§ Work to complete:
Could you retype the records below exactly as they appear, skipping any pictures?

§ Given data:
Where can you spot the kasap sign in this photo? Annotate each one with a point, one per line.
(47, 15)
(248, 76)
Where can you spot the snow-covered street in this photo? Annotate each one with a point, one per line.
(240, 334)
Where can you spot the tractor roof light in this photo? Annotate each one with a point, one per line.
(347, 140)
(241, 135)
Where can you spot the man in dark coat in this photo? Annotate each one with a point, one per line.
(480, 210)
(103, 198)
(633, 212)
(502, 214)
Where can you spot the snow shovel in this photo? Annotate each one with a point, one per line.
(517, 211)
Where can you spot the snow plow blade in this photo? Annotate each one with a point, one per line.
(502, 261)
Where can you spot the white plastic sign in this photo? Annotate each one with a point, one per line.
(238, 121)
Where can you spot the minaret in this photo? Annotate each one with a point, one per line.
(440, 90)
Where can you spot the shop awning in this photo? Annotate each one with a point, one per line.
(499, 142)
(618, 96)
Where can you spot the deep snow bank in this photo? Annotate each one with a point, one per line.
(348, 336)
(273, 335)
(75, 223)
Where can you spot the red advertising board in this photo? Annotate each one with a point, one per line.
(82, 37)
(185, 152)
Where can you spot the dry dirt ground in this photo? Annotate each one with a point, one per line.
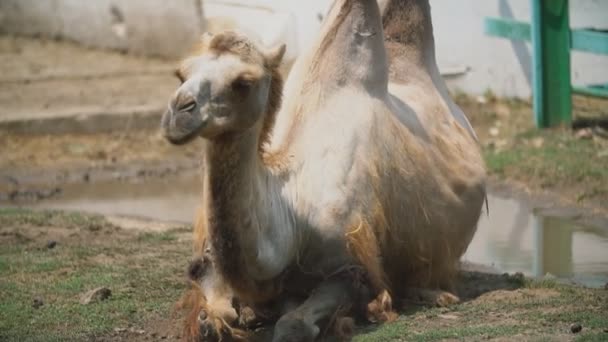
(143, 263)
(41, 78)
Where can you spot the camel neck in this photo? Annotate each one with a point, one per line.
(248, 223)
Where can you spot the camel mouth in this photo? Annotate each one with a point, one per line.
(183, 139)
(179, 132)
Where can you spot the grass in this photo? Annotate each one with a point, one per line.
(561, 159)
(574, 168)
(144, 272)
(541, 310)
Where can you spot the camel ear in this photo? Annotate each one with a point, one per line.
(274, 56)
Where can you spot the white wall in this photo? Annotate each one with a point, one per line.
(152, 27)
(500, 64)
(470, 60)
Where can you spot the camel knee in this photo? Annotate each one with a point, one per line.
(302, 324)
(431, 297)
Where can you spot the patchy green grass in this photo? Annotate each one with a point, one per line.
(144, 272)
(540, 311)
(551, 157)
(574, 165)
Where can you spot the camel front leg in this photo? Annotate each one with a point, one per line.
(302, 323)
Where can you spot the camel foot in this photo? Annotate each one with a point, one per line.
(294, 330)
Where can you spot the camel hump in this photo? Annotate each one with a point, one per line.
(351, 47)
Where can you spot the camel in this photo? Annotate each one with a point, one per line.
(330, 199)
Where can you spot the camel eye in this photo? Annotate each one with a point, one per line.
(242, 85)
(180, 76)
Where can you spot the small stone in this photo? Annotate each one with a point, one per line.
(96, 295)
(538, 142)
(37, 303)
(585, 133)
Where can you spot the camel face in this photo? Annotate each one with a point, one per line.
(225, 89)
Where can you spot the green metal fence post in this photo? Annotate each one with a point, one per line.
(551, 44)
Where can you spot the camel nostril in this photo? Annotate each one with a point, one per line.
(186, 107)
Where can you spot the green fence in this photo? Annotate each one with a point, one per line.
(552, 39)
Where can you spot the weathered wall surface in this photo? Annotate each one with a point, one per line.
(150, 27)
(471, 61)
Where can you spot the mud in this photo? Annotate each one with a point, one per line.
(519, 234)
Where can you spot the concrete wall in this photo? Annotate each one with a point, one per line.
(151, 27)
(471, 61)
(501, 65)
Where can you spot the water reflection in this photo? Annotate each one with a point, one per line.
(512, 238)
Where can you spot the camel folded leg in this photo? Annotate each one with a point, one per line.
(302, 323)
(432, 297)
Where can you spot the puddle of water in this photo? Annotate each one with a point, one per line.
(511, 239)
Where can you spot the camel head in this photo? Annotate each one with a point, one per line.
(226, 88)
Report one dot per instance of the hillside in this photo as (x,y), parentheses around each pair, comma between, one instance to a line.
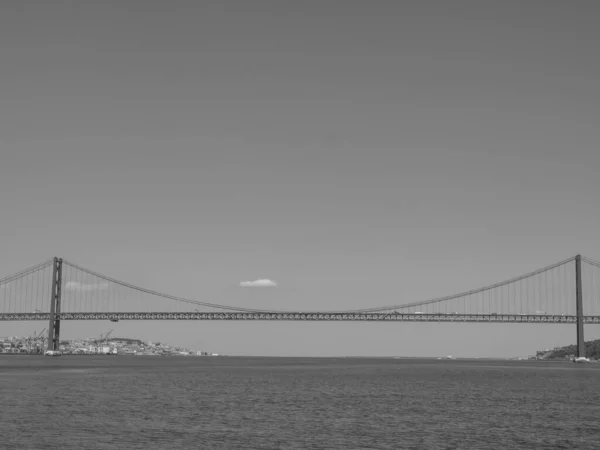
(592,351)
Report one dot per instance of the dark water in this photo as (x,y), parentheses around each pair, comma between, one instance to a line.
(269,403)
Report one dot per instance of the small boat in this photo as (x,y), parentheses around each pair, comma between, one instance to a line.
(581,359)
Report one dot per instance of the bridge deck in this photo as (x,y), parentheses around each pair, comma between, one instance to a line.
(307,316)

§ Exercise response:
Where can you spot the kasap sign in this photo? Annotate each one with a point, one per line.
(47, 15)
(248, 76)
Where can you spot the snow-covered street in this photo? Annotate each one with a point, one per line.
(240, 334)
Where can you spot the tractor roof light in this photo? Annotate each one with a point, one per line.
(347, 140)
(241, 135)
Where can you spot the man in dark coat in this photo? Annotate each one with a point, one per line.
(480, 210)
(103, 198)
(633, 212)
(502, 214)
Where can you spot the snow shovel in this photo? Annotate each one with a point, one per line.
(517, 211)
Where can you spot the snow plow blade in this photo? Annotate each one with a point, one per line.
(502, 261)
Where can you spot the white plastic sign in this photo? Annotate each one with a point, one per line.
(238, 121)
Where can you spot the minaret in this photo? Annotate each one with a point, one per line.
(440, 90)
Where can you spot the shop awning in this photo? Annotate each one with a point, one per line.
(499, 142)
(618, 96)
Where can you spot the deep snow bank in this photo? Annotate each one with a point, one per line.
(348, 336)
(273, 335)
(75, 223)
Where can you spot the red advertising board in this photo? Annotate each one with a point, one per line.
(82, 37)
(185, 152)
Where can you spot the dry dirt ground in this photo? Annotate each one with a point, one per line.
(143, 263)
(41, 78)
Where can you spot the camel neck in this photo? Annotate each one with a point, one per line.
(248, 223)
Where can you spot the camel mouth in this photo? Annotate each one with a point, one per line.
(183, 139)
(179, 132)
Where can you spot the grass in this photo? Annotate each one with a point, one per line.
(561, 159)
(574, 168)
(144, 272)
(541, 310)
Where can you spot the camel ear in this photo? Annotate each one with a point, one per line.
(274, 56)
Where can you spot the white wall in this photo? Annotate each one with a point, one per line.
(152, 27)
(500, 64)
(470, 60)
Where can you spot the camel knee in this photo? Annotate each one with a point, one per line.
(302, 324)
(431, 297)
Where can you spot the patchy green grass in this photo? Annotate each one with a point, one per line.
(144, 272)
(540, 311)
(551, 157)
(574, 165)
Where can you spot the camel front leg in this photo? Annotate each one with a point, one per line.
(302, 323)
Where can you spot the camel foot in this photo? Annotate each one with a point, one per line.
(294, 330)
Where can you spot the camel hump in this photo? Annotate each one with a point, one per line.
(351, 47)
Where can you spot the camel in this photo? Annotate each one with a point, one per line.
(330, 199)
Where can you spot the camel eye in this photo? Annotate each one with a point, one per line.
(242, 85)
(180, 76)
Where can you spot the small stone in this photo? Annotate each one with a point, one per line.
(96, 295)
(538, 142)
(37, 303)
(585, 133)
Where can you spot the camel face in this photo? Annotate each one with a point, one per line.
(225, 89)
Where can you spot the green metal fence post in this photo? Annotate each one with a point, one per line.
(551, 44)
Where can you spot the camel nostril in this photo? Annotate each one with a point, one per line.
(186, 107)
Where can you spot the green fence in this photo? Annotate each one with a point, one per line.
(552, 39)
Where can you spot the weathered wall surface in this photo? Annotate each one with a point, one per line.
(150, 27)
(471, 61)
Where can you spot the mud in this photo? Annotate each one with a point, one per line.
(519, 234)
Where can you spot the concrete wall in this photo? Annotate each one with a point, one per line.
(151, 27)
(471, 61)
(501, 65)
Where can you spot the water reflection in this photo? Annotate each one with a point, one per line.
(512, 238)
Where can you spot the camel folded leg in this photo? Annotate each one with a point, one per line.
(302, 323)
(432, 297)
Where can you spot the puddle of water in this photo? Annotate each one with a point, one per line.
(511, 239)
Where can you spot the camel head in this photo? Annotate each one with a point, one per line.
(226, 88)
Report one dot per instance of the hillside in this photo as (x,y), parentheses around each pair, comma between, one instance to a line.
(592,351)
Report one dot per instance of the dark water in this photo as (x,y), parentheses around each pair, comma between, one instance to a line.
(269,403)
Report one dot per instance of the small boat in this photo as (x,y), parentheses around each pair, comma between, one instance to a line.
(581,359)
Report one dot per instance of the bridge deck in this photo as (x,y), parentheses around each pair, comma between, one instance to a line.
(307,316)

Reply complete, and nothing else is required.